Task details >>
Your task is to repeat the listing exactly.

Data for analysis >>
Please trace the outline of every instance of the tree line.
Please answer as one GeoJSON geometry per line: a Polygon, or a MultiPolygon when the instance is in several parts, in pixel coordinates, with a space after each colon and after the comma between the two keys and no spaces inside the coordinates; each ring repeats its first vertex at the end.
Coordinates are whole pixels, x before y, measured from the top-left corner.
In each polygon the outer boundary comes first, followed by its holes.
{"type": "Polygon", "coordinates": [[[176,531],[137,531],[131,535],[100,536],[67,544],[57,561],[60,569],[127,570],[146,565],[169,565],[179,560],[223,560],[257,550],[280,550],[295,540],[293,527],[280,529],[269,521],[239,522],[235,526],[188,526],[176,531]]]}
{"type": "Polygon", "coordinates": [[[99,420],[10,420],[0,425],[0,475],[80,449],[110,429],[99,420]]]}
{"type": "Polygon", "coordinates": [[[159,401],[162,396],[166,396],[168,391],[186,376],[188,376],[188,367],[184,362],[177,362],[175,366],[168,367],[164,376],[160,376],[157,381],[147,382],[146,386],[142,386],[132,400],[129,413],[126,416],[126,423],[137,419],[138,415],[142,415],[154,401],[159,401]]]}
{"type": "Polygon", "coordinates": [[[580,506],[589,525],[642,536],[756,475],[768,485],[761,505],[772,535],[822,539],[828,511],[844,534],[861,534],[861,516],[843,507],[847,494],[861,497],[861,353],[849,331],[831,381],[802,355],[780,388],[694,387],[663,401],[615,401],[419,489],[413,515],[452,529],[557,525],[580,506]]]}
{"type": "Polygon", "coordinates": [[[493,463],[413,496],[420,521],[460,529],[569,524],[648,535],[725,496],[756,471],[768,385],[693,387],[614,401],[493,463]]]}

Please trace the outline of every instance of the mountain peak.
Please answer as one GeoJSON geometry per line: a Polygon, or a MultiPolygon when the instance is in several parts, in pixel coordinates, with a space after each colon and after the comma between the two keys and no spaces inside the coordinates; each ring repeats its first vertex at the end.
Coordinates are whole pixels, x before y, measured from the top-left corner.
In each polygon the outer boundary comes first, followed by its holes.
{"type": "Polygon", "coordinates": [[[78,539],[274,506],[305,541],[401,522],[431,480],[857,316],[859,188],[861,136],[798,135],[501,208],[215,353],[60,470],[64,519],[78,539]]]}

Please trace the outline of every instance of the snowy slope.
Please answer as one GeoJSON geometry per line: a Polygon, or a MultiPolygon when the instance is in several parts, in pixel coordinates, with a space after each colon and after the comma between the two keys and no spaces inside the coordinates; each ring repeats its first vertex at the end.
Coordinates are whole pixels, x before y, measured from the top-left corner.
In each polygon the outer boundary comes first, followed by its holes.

Answer box >>
Please trace the outline of every instance of the tree line.
Please answer as one GeoJSON geometry per line: a Polygon, or a MultiPolygon when the instance is in several parts, in pixel coordinates, with a space after each colon and after the comma between the two keys and no spaces inside the coordinates; each ring repeats its first vertex at the end.
Coordinates are whole pixels, x before y, measured from the top-left corner.
In each polygon the outer boundary comes first, followed by its holes.
{"type": "Polygon", "coordinates": [[[176,531],[137,531],[131,535],[100,536],[67,544],[57,561],[60,569],[127,570],[146,565],[169,565],[179,560],[223,560],[257,550],[280,550],[295,540],[293,527],[280,529],[269,521],[239,522],[235,526],[188,526],[176,531]]]}
{"type": "Polygon", "coordinates": [[[99,420],[10,420],[0,425],[0,475],[80,449],[110,429],[99,420]]]}
{"type": "Polygon", "coordinates": [[[159,401],[162,396],[166,396],[168,391],[186,376],[188,376],[188,367],[184,362],[177,362],[175,366],[168,367],[164,376],[160,376],[157,381],[147,382],[146,386],[142,386],[132,400],[129,413],[126,416],[126,423],[137,419],[138,415],[142,415],[154,401],[159,401]]]}
{"type": "Polygon", "coordinates": [[[580,506],[589,525],[642,536],[756,475],[768,485],[761,505],[772,535],[822,539],[828,511],[844,534],[861,534],[861,516],[843,507],[847,494],[861,497],[861,353],[849,331],[831,381],[802,355],[780,388],[694,387],[663,401],[615,401],[419,489],[413,515],[452,529],[557,525],[580,506]]]}
{"type": "Polygon", "coordinates": [[[493,463],[413,496],[420,521],[460,529],[569,524],[648,535],[725,496],[756,471],[768,385],[693,387],[614,401],[493,463]]]}

Please trace the outline of every instance of the mountain peak.
Please answer as one GeoJSON geometry per line: a Polygon, or a MultiPolygon when the instance is in several parts, in pixel coordinates, with a space after each colon and after the comma between the two keys and no spaces inside the coordinates; each ring repeats its first vertex at the end.
Coordinates are whole pixels, x before y, measured from the top-left corner.
In each polygon the outer boundary comes first, followed by its holes.
{"type": "Polygon", "coordinates": [[[78,539],[274,506],[305,541],[401,522],[431,480],[857,316],[859,188],[861,136],[798,135],[501,208],[215,353],[60,470],[64,519],[78,539]]]}

Please trace the outline of every instance of the snowy slope.
Please answer as one GeoJSON geometry per line: a Polygon, or a MultiPolygon when the instance is in several parts, in pixel coordinates, with a space after each colon and after the comma between the two keys and no spaces inside the coordinates; each ring repeats its first vertex at the end.
Coordinates are whole pixels, x before y, measured from the top-left corner.
In each polygon the outer boundary comes first, followed by its holes.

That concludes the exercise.